#### What is required:
Using the lines below, work out the count of those that hold "Coordinates". Give the number only.

───── Data for analysis ─────

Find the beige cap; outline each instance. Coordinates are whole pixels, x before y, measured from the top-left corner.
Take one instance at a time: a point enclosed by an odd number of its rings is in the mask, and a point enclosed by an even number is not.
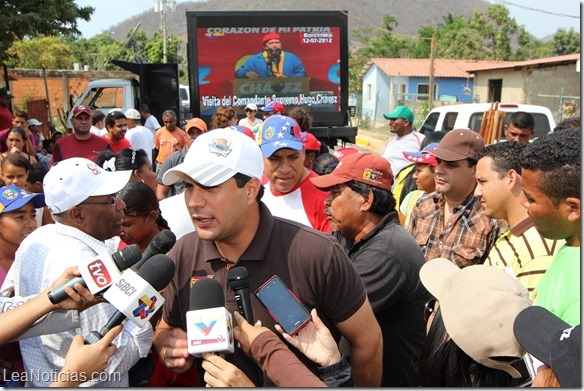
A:
[[[531,306],[523,285],[494,266],[460,269],[445,258],[426,262],[420,279],[440,302],[446,331],[459,348],[486,367],[521,377],[509,358],[525,354],[513,334],[515,318]]]

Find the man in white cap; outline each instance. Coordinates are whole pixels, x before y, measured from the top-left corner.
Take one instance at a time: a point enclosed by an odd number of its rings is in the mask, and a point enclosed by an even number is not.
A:
[[[169,253],[177,268],[156,328],[161,360],[179,373],[195,361],[187,350],[185,313],[191,286],[197,281],[210,277],[219,281],[225,307],[237,311],[234,293],[227,287],[227,271],[237,265],[249,270],[250,291],[277,274],[307,308],[317,308],[319,316],[336,328],[334,332],[347,339],[357,384],[379,386],[381,331],[361,277],[332,236],[272,216],[261,201],[263,171],[260,148],[250,137],[227,128],[199,136],[184,162],[165,174],[167,185],[183,179],[196,231],[183,236]],[[275,330],[260,302],[253,295],[250,301],[255,319]],[[238,372],[239,381],[229,385],[270,385],[240,349],[225,359]],[[197,373],[203,386],[204,371]]]
[[[126,110],[126,126],[128,130],[124,136],[132,145],[132,149],[142,149],[148,155],[152,164],[152,150],[154,149],[154,136],[150,129],[140,123],[140,112],[136,109]]]
[[[31,233],[20,245],[14,264],[2,286],[11,286],[16,296],[36,295],[50,286],[66,267],[77,266],[104,253],[111,253],[104,242],[119,235],[124,223],[124,201],[117,194],[130,180],[131,171],[108,172],[90,160],[64,160],[48,172],[44,181],[45,202],[55,224]],[[100,330],[115,313],[109,303],[95,305],[79,313],[80,326],[72,330],[20,342],[25,370],[57,373],[73,337]],[[127,322],[114,342],[117,352],[110,359],[103,377],[88,386],[127,387],[128,370],[145,357],[152,344],[152,327]],[[29,386],[47,387],[50,376],[29,378]]]

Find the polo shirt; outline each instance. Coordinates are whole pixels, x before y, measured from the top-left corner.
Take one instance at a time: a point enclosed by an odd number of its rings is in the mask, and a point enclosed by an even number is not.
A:
[[[350,318],[365,302],[366,292],[341,245],[330,235],[273,217],[261,202],[259,208],[258,230],[235,263],[249,271],[249,291],[255,292],[276,274],[306,308],[318,309],[327,326]],[[178,240],[169,256],[176,263],[176,272],[165,291],[163,319],[168,325],[186,330],[190,289],[203,278],[219,281],[224,287],[225,308],[231,313],[237,311],[235,296],[227,286],[227,263],[214,242],[200,239],[195,231]],[[255,320],[275,330],[274,320],[255,295],[250,294],[250,301]],[[331,331],[338,335],[334,328]],[[309,361],[301,353],[297,356],[303,362]],[[256,385],[264,384],[258,367],[240,349],[225,355],[225,359],[245,372]],[[196,360],[198,365],[200,361]],[[203,370],[198,373],[202,380]]]
[[[446,201],[438,192],[424,195],[412,210],[408,232],[422,248],[426,261],[446,258],[458,267],[483,263],[497,235],[497,222],[485,215],[472,193],[444,221]]]
[[[564,243],[544,238],[527,217],[501,233],[485,264],[512,272],[531,293]]]

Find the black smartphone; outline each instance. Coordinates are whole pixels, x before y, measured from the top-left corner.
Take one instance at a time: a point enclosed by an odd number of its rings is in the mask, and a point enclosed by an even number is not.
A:
[[[276,275],[260,286],[255,295],[272,319],[290,335],[296,334],[311,320],[310,312]]]

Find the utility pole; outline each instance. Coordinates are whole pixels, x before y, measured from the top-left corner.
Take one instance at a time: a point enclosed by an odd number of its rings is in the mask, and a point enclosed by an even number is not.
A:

─────

#### Solution:
5